WHAT YOU WILL DO - Word for word, give the material below again, minus any images.
***** RAW DATA *****
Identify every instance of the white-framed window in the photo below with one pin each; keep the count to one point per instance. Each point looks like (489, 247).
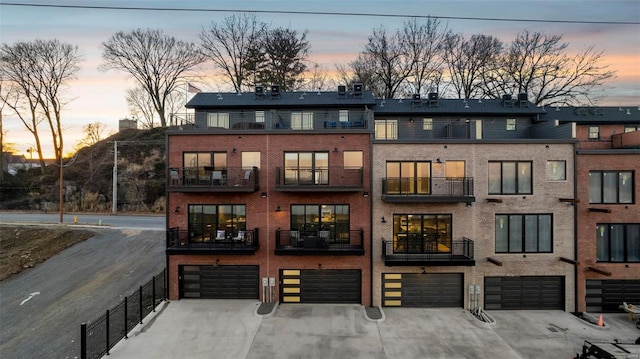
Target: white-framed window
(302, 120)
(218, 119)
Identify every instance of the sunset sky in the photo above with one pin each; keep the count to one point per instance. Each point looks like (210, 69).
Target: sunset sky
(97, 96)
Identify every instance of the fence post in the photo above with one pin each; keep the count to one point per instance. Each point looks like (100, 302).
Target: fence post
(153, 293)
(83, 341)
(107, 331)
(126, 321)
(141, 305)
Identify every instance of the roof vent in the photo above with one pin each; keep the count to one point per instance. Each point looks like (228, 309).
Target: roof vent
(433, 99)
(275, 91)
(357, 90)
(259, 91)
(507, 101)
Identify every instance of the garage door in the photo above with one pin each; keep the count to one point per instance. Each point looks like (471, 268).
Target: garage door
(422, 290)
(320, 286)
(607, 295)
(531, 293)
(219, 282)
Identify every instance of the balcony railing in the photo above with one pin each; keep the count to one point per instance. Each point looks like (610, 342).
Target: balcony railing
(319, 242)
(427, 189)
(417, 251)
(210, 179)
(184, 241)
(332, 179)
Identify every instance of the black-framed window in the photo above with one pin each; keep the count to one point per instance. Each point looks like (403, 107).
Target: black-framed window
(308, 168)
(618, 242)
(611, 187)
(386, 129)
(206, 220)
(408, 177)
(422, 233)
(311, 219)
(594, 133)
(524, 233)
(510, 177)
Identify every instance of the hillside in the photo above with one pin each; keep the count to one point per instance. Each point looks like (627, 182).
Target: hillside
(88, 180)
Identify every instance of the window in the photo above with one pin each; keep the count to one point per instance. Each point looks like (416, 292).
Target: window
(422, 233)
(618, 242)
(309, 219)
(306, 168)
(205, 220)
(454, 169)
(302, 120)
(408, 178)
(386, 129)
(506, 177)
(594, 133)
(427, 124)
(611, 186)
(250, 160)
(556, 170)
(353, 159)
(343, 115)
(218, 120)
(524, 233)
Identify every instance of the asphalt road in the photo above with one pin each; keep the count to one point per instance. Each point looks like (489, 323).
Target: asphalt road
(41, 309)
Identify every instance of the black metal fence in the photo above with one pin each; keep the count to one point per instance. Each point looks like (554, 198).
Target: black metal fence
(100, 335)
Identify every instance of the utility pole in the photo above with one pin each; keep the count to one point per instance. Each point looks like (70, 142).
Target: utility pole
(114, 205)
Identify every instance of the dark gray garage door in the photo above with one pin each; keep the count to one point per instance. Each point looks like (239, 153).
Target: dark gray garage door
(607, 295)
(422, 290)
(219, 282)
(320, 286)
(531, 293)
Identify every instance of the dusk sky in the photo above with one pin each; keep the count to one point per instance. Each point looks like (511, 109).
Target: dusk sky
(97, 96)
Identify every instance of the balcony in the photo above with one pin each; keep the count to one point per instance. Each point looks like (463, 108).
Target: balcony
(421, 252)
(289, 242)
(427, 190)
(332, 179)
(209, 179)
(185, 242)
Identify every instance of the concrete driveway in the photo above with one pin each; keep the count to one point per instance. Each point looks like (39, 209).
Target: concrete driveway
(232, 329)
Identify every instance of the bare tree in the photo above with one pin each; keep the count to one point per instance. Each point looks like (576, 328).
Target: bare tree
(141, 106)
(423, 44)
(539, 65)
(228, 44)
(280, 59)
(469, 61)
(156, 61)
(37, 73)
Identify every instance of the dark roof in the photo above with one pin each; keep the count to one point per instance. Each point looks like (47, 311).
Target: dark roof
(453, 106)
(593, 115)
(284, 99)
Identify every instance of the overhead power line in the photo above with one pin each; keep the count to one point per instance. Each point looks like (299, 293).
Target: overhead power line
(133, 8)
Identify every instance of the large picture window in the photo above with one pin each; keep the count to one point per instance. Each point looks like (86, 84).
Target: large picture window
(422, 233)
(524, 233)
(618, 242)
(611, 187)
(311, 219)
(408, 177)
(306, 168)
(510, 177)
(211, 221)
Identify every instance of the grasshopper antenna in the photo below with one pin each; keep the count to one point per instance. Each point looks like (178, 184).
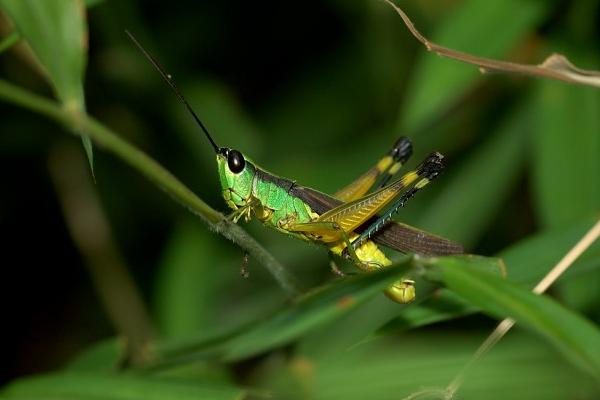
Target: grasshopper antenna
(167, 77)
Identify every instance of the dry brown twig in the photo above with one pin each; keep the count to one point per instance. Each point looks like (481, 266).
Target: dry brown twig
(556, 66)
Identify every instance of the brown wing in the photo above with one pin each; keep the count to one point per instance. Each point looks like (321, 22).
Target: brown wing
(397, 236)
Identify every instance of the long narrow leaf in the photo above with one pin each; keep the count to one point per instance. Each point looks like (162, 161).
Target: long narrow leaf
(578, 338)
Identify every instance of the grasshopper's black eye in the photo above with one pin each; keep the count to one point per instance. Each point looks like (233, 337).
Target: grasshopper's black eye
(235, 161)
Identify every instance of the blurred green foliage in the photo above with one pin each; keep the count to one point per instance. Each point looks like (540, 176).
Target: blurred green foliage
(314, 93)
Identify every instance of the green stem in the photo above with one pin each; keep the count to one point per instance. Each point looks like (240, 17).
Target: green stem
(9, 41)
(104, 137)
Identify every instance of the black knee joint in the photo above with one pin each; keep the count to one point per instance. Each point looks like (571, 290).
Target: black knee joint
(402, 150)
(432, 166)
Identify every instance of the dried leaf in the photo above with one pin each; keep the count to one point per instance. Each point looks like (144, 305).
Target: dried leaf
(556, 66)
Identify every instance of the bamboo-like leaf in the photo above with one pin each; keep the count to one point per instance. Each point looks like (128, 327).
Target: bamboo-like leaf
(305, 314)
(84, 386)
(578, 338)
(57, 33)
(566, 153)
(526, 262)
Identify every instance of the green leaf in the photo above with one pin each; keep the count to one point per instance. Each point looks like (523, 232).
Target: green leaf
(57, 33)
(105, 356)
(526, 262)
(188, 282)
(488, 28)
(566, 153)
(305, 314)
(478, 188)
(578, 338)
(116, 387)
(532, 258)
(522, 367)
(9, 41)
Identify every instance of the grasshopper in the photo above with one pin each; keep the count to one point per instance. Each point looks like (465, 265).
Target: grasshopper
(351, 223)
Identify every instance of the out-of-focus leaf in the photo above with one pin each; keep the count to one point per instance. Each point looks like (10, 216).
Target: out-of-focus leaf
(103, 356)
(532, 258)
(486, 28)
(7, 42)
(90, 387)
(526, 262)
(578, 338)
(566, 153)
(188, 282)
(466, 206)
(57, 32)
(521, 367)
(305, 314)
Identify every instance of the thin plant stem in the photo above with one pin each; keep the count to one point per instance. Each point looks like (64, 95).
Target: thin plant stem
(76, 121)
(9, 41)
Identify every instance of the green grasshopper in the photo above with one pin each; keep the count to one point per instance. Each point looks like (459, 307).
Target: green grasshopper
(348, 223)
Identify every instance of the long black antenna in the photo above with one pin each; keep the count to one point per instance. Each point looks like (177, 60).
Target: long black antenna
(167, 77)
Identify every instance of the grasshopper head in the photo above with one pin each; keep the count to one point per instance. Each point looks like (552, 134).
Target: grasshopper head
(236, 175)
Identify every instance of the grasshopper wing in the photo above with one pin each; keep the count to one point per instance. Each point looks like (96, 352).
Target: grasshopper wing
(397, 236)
*****
WRITTEN ANSWER -
Identify every instance of the white-framed window in the photo below with one pin each; keep the count to one point per instance. Each point looks like (489, 247).
Target: white-framed window
(302, 120)
(218, 119)
Identify every instance of the sunset sky in the photo above with one pin each; keep the count to one point per instance. Each point looks like (210, 69).
Target: sunset sky
(97, 96)
Identify every instance of the fence post in the photo above with one pin each; keep the count to one point per instance. Each point looks like (100, 302).
Target: fence post
(153, 293)
(83, 341)
(107, 331)
(126, 321)
(141, 305)
Identify every instance of the roof vent in the photo above with one pin each; keep the count to one point per instance. Each point looks like (228, 309).
Target: roof vent
(433, 99)
(275, 91)
(357, 90)
(259, 91)
(507, 101)
Identify every instance of the garage door in the photo above with one pin each; keep the count to one point per instance. Each point looks like (471, 268).
Target: garage door
(422, 290)
(320, 286)
(607, 295)
(531, 293)
(219, 282)
Identify every instance of the balcony railing in the photo above with one pin each; keep the count to one point per instance. Each point looks like (610, 342).
Target: balcony railing
(319, 242)
(427, 189)
(417, 251)
(210, 179)
(184, 241)
(332, 179)
Identify every instance of the black-framed window in the photo above with one pin each; keep the count to one point per instance. Each point looks like (403, 107).
Target: black-framed window
(308, 168)
(618, 242)
(611, 187)
(386, 129)
(206, 220)
(408, 177)
(422, 233)
(311, 219)
(594, 133)
(524, 233)
(510, 177)
Identify every instance of the hillside in the photo above with one pin each; keep the count to one point per instance. Each point looks like (627, 182).
Target: hillside
(88, 180)
Identify every instance of the window in the photo above with one pin each; keep the count to one point per instance. Each point looks like (416, 292).
Target: window
(422, 233)
(618, 242)
(309, 219)
(306, 168)
(205, 220)
(454, 169)
(302, 120)
(408, 178)
(386, 129)
(506, 177)
(594, 133)
(427, 124)
(611, 186)
(250, 160)
(556, 170)
(353, 159)
(343, 115)
(218, 120)
(524, 233)
Identify every instance of the asphalt road in the photo above with one pin each; keep the count to one point per instance. Each point looks like (489, 323).
Target: asphalt road
(41, 309)
Identify every instance of the black metal fence in the photo above with one pin each; keep the count to one point per instance. Each point looks like (554, 198).
Target: black metal fence
(100, 335)
Identify every instance of the utility pole in the photo above with one pin each; keep the count to one point per instance. Each point looks like (70, 142).
Target: utility pole
(114, 205)
Identify every instance of the dark gray garage door in the photo above with one pin each; keep the count to one point per instance. Each point looks like (239, 153).
Target: dark gray garage door
(607, 295)
(422, 290)
(219, 282)
(320, 286)
(531, 293)
Identify every instance of the dusk sky in the photo above with one pin each; keep the count to one point per instance. Each point looks like (511, 109).
Target: dusk sky
(97, 96)
Identify every instance of the balcony in the photo above with one pin each; keep the count to one point per instance. Each point looks like (463, 108).
Target: balcony
(421, 252)
(289, 242)
(427, 190)
(332, 179)
(209, 179)
(185, 242)
Identify every instance of the concrete driveway in the photo above with one pin each; keep the count to one point per instance. Each point looks like (39, 209).
Target: concrete driveway
(232, 329)
Identify every instance of the bare tree in the photo above with one pin each; keep the count to one point per instance. Each point looks like (576, 328).
Target: bare tree
(141, 106)
(423, 44)
(539, 65)
(228, 44)
(280, 59)
(469, 61)
(156, 61)
(37, 73)
Identify every instance of the dark roof in the photo above with one pin each; keep the count to one point per instance. Each point looks like (47, 311).
Target: dark roof
(453, 106)
(593, 115)
(284, 99)
Identify every instance of the overhead power line in the photo above with one pin each; keep the count to one point per instance. Each point looks like (299, 293).
Target: overhead power line
(133, 8)
Identify every instance of the large picture window in the photo above with one pin each; keep the count to one point per instance. Each point looks like (86, 84).
Target: large picture window
(422, 233)
(524, 233)
(618, 242)
(611, 187)
(311, 219)
(408, 177)
(306, 168)
(510, 177)
(211, 221)
Identify every instance of the grasshopper antenna in the photo below with one pin each; keep the count to one point per instance. Each point looks like (178, 184).
Target: grasshopper antenna
(167, 77)
Identify every instance of the dry brown twig in the photo above with one pin each; keep the count to one point per instance. Each point looks like (481, 266).
Target: dry brown twig
(556, 66)
Identify every instance of the brown wing in the photo above with one pin each; keep the count to one point per instance. Each point looks like (321, 22).
Target: brown wing
(397, 236)
Identify every instance of the long narrow leaf in the photo above with one pin each; keep the count to one point per instance. Each point looks like (162, 161).
Target: long narrow leaf
(578, 338)
Identify every instance of the grasshopper's black eye in the photo above with one pin each; keep the count to one point per instance. Each point looks like (233, 337).
Target: grasshopper's black eye
(235, 161)
Identify every instance of the blurred green foliage in the photo above with one pin each; keep the count to one point per instance. Each point looks like (540, 176).
Target: blurred green foliage
(314, 93)
Identify every instance of the green stem in the photo above with one pin each; keep the count to one point per instance. Each point looks like (240, 17).
Target: green stem
(9, 41)
(104, 137)
Identify every instance of the black knee joint in the photo above with one pin each; keep the count to one point per instance. Each point looks like (571, 290).
Target: black knee joint
(402, 150)
(432, 166)
Identify every instance of the dried leaf in the photo above with one pin each; keep the count to one point per instance. Each point looks like (144, 305).
Target: dried leaf
(556, 66)
Identify every instance of the bamboo-like leaf in the photo above with one pin each; keep the count to one point per instance. Each point looks like (128, 327).
Target: bamboo-like leaf
(305, 314)
(84, 386)
(578, 338)
(57, 33)
(566, 153)
(526, 262)
Identify every instance of the green leaf in the photo above with one pin each; keep the count to one point per instance. Each point looks like (523, 232).
Target: green leaf
(57, 33)
(105, 356)
(526, 262)
(188, 282)
(488, 28)
(566, 153)
(305, 314)
(478, 188)
(578, 338)
(116, 387)
(532, 258)
(522, 367)
(9, 41)
Identify every instance of the grasshopper in the photo above with one pin each; keep the count to one point per instance. Each point looks like (465, 265).
Target: grasshopper
(351, 223)
Identify every instance of the out-of-focus leaf in the photo above with one pin each; keep the count to one point per instance. Each point looks like (10, 216).
Target: out-of-focus leaf
(103, 356)
(532, 258)
(486, 28)
(7, 42)
(90, 387)
(526, 262)
(578, 338)
(566, 153)
(188, 282)
(466, 206)
(57, 32)
(521, 367)
(305, 314)
Identify every instance of the thin plant stem in the photo above with one pin each; keep the count to one point per instance. Each point looks like (64, 95).
Target: thin plant stem
(76, 121)
(9, 41)
Identify every instance of the green grasshopper in the photo above with one pin each; keep the count to one point per instance. Each point looks like (459, 307).
Target: green grasshopper
(348, 223)
Identify every instance of the long black antenna in the photo above with one pin each; keep the count to one point per instance. Each point looks like (177, 60).
Target: long black antenna
(167, 77)
Identify every instance of the grasshopper head in the photo above with one pin each; keep the count to one point per instance. Each point looks like (552, 134).
Target: grasshopper head
(236, 175)
Identify every instance of the grasshopper wing in the photo above with one pin each; keep the count to one point per instance. Each point looks like (96, 352).
Target: grasshopper wing
(397, 236)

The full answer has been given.